**WRITTEN TASKS:**
A: In the name change thread below, what name did rwoehr switch to?
B: Please reproduce the part of the name change thread below between "Why the name" and "initial / last name.", inclusive.
──────── PAGE ────────
# Name Change



## Rob Tetrazona (Jun 21, 2005)

I have changed my cryptic name from rwoehr to NeonRob.


----------



## CincyCichlids (Oct 14, 2005)

Man, now I'm going to be all types of confused!!!


----------



## MatPat (Mar 22, 2004)

No doubt, now I gotta go in and change your name in my address book ;-)

Why the name change and when are those Neons gonna be ready?


----------



## Rob Tetrazona (Jun 21, 2005)

I changed my name, because of my personal preference to be more anonymous on the Internet than first initial / last name.

I'm not sure when the Neons will be ready. This is my first attempt in 2 years, so I'm a little bit rusty right now. I do have a batch that is a week old now. I'm not sure how big the batch is or if there will be any survivors at all. The batch is on the smaller side though. This was the first time for my breeders, so the eggs may not have been the best since many fungused over. I'm feeding the breeders BBS, so hopefully the quality will improve over the next couple of batches.


----------



## redstrat (Apr 3, 2006)

So how did you go about changing your name I've wanted to do the same thing for a while now but I didn't want to mess it all up or go through a big process.


----------



## MatPat (Mar 22, 2004)

davis.1841 said:


> So how did you go about changing your name I've wanted to do the same thing for a while now but I didn't want to mess it all up or go through a big process.


I believe you need to contact one of the site admins for a name change...John N or Aquatic Dave should be able to help you out ;-)
──────── LISTED ENTRIES ────────
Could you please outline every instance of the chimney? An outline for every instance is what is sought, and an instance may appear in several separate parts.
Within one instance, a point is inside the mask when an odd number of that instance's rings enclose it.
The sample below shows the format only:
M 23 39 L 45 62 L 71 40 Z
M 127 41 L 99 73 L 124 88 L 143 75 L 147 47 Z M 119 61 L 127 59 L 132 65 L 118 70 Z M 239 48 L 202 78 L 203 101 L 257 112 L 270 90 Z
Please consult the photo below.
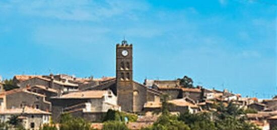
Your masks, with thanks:
M 54 75 L 52 73 L 50 74 L 50 82 L 49 82 L 49 87 L 54 87 Z

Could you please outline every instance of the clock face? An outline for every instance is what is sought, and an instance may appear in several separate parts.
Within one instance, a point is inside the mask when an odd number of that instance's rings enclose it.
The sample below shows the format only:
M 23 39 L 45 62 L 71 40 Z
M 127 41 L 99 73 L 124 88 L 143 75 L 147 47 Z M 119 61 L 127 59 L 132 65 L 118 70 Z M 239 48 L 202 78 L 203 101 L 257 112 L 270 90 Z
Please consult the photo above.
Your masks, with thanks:
M 123 50 L 121 54 L 123 56 L 126 56 L 128 55 L 128 51 L 127 50 Z

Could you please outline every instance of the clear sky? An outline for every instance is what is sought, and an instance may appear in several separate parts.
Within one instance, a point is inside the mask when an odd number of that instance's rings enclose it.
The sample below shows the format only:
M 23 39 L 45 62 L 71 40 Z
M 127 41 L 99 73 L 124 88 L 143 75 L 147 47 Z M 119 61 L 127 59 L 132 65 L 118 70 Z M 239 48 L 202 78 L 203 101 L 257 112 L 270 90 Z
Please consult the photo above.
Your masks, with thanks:
M 275 0 L 1 0 L 0 75 L 115 76 L 115 44 L 134 46 L 134 78 L 174 79 L 269 98 Z

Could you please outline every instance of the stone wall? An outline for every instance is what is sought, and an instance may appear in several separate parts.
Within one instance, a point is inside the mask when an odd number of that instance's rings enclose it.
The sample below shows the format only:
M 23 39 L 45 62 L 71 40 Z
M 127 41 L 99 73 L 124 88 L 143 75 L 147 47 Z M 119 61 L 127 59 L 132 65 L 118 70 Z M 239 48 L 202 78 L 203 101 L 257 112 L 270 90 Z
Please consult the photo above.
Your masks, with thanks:
M 6 108 L 21 108 L 24 105 L 36 108 L 38 105 L 40 109 L 49 111 L 51 109 L 51 104 L 45 99 L 44 96 L 24 91 L 18 92 L 6 95 Z
M 63 112 L 63 109 L 65 107 L 73 106 L 89 102 L 89 99 L 51 99 L 52 103 L 52 119 L 54 121 L 58 121 L 59 117 Z
M 169 100 L 182 98 L 183 97 L 182 90 L 180 89 L 161 89 L 159 90 L 168 95 L 169 96 Z

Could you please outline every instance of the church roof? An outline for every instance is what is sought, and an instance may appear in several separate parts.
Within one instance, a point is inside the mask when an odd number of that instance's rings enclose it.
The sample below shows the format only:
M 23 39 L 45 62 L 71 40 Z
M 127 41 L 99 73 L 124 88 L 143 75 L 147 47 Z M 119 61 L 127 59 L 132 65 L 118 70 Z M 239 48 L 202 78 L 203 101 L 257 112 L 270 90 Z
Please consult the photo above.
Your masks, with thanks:
M 109 90 L 88 90 L 78 91 L 62 95 L 60 97 L 53 97 L 53 99 L 90 99 L 101 98 L 108 94 Z
M 0 114 L 51 114 L 51 113 L 40 109 L 33 108 L 29 106 L 25 106 L 23 108 L 14 109 L 8 109 L 0 110 Z
M 169 100 L 168 103 L 172 103 L 177 106 L 189 106 L 193 108 L 198 108 L 198 106 L 194 101 L 187 97 L 182 99 L 174 99 Z

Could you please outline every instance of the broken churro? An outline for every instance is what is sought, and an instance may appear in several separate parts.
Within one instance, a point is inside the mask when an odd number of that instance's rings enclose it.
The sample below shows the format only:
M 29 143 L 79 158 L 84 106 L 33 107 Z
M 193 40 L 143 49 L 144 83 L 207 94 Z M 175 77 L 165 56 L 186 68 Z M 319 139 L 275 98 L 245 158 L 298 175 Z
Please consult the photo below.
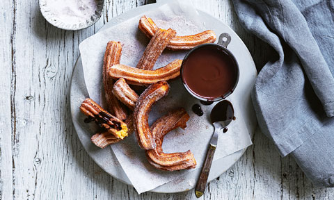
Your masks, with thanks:
M 127 136 L 127 124 L 122 120 L 109 114 L 96 102 L 87 98 L 81 103 L 80 110 L 88 116 L 85 122 L 95 121 L 100 127 L 113 135 L 116 138 L 122 140 Z

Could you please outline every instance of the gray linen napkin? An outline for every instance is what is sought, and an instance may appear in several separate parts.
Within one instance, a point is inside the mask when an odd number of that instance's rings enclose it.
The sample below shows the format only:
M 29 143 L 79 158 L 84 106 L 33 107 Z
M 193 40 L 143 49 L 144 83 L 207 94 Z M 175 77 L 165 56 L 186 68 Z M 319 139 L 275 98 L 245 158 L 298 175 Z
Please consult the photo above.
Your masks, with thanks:
M 233 0 L 241 23 L 277 53 L 252 98 L 262 132 L 317 186 L 334 187 L 333 0 Z

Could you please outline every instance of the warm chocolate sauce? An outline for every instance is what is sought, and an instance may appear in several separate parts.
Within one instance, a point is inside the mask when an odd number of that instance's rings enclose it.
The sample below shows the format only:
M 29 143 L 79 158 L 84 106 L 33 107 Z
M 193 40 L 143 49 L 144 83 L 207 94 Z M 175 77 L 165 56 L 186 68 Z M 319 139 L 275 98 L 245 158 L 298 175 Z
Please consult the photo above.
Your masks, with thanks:
M 193 107 L 191 108 L 193 110 L 193 112 L 195 112 L 198 116 L 202 116 L 203 115 L 203 111 L 202 110 L 202 108 L 200 108 L 200 106 L 198 104 L 194 104 Z
M 200 103 L 205 106 L 211 105 L 214 103 L 212 101 L 200 101 Z
M 205 45 L 193 50 L 182 63 L 182 81 L 199 97 L 214 99 L 233 91 L 237 63 L 223 47 Z
M 234 111 L 231 103 L 223 100 L 214 106 L 211 111 L 210 118 L 212 123 L 216 122 L 223 122 L 233 120 Z

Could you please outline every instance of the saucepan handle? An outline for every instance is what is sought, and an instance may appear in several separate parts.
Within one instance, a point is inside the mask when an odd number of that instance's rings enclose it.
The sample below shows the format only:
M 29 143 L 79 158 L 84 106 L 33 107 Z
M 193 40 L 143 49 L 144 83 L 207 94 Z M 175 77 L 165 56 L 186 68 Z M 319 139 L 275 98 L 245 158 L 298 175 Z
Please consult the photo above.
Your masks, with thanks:
M 225 48 L 228 48 L 228 45 L 230 42 L 231 42 L 231 36 L 230 36 L 228 33 L 223 33 L 219 35 L 217 44 Z

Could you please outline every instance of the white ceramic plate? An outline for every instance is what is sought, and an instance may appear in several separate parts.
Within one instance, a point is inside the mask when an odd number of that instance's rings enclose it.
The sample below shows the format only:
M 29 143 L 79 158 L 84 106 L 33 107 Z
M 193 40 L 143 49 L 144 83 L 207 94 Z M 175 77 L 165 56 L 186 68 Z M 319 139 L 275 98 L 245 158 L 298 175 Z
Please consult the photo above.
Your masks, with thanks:
M 128 12 L 128 13 L 123 14 L 121 16 L 113 19 L 112 22 L 106 24 L 99 31 L 136 16 L 146 10 L 153 9 L 159 5 L 161 5 L 161 3 L 157 3 L 132 10 L 131 12 Z M 230 44 L 228 49 L 234 53 L 239 65 L 240 78 L 237 86 L 238 89 L 235 90 L 233 95 L 241 95 L 244 97 L 243 100 L 240 102 L 239 107 L 244 115 L 244 120 L 247 125 L 248 133 L 250 133 L 250 136 L 253 137 L 257 124 L 256 117 L 250 99 L 250 91 L 254 85 L 257 76 L 254 61 L 242 40 L 228 26 L 205 12 L 200 10 L 198 10 L 198 12 L 205 22 L 207 28 L 214 30 L 218 35 L 221 33 L 228 33 L 231 37 L 234 38 L 233 42 Z M 79 138 L 86 151 L 101 168 L 115 178 L 128 185 L 132 185 L 129 178 L 122 169 L 111 148 L 101 149 L 95 147 L 90 142 L 91 133 L 88 133 L 88 130 L 86 130 L 80 125 L 81 122 L 79 122 L 79 119 L 81 118 L 79 117 L 80 113 L 79 108 L 82 99 L 88 97 L 83 77 L 82 63 L 81 58 L 79 58 L 73 71 L 70 88 L 71 112 L 73 124 L 78 133 Z M 209 176 L 209 181 L 211 181 L 216 178 L 228 170 L 239 160 L 245 151 L 246 149 L 214 161 Z M 200 172 L 200 169 L 197 169 L 188 173 L 186 179 L 181 176 L 170 183 L 152 190 L 151 192 L 172 193 L 191 190 L 195 187 Z

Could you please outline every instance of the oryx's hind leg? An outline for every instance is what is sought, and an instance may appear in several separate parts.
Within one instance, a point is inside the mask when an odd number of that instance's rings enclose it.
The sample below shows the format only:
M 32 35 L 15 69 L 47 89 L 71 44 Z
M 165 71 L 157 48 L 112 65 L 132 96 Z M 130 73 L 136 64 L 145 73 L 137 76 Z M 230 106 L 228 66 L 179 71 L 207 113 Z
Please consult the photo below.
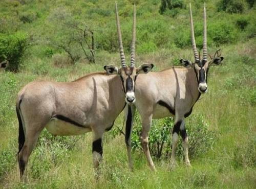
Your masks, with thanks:
M 99 166 L 102 160 L 102 139 L 104 130 L 93 130 L 93 162 L 96 176 L 99 173 Z
M 152 171 L 155 171 L 155 165 L 151 158 L 148 148 L 148 132 L 151 127 L 152 116 L 153 115 L 151 114 L 150 116 L 144 116 L 142 118 L 142 130 L 140 134 L 140 141 L 144 152 L 146 154 L 148 166 Z
M 174 168 L 177 166 L 175 153 L 178 145 L 178 140 L 179 139 L 179 132 L 180 131 L 180 126 L 182 122 L 181 120 L 176 120 L 176 119 L 175 120 L 174 126 L 172 130 L 172 156 L 170 157 L 171 169 Z
M 129 167 L 132 170 L 133 163 L 132 159 L 132 133 L 133 132 L 133 120 L 135 113 L 135 107 L 134 105 L 127 106 L 125 121 L 125 144 L 126 145 L 127 154 Z
M 31 113 L 28 114 L 28 111 L 26 112 L 24 111 L 20 114 L 20 115 L 22 115 L 22 123 L 24 124 L 22 127 L 22 130 L 20 128 L 20 125 L 19 129 L 19 144 L 18 162 L 21 180 L 24 180 L 24 175 L 29 157 L 35 147 L 40 133 L 50 118 L 50 115 L 36 115 L 35 112 L 34 113 Z M 19 122 L 22 119 L 18 119 L 18 120 Z M 23 132 L 23 133 L 22 133 L 22 131 Z M 20 140 L 24 136 L 25 136 L 25 141 L 24 139 Z M 20 143 L 20 141 L 22 141 L 22 143 Z
M 189 159 L 188 158 L 188 136 L 187 135 L 185 121 L 182 120 L 180 127 L 180 132 L 182 138 L 185 163 L 188 166 L 191 166 Z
────────
**FINAL ANSWERS:**
A: NeonRob

B:
Why the name change and when are those Neons gonna be ready?


----------



## Rob Tetrazona (Jun 21, 2005)

I changed my name, because of my personal preference to be more anonymous on the Internet than first initial / last name.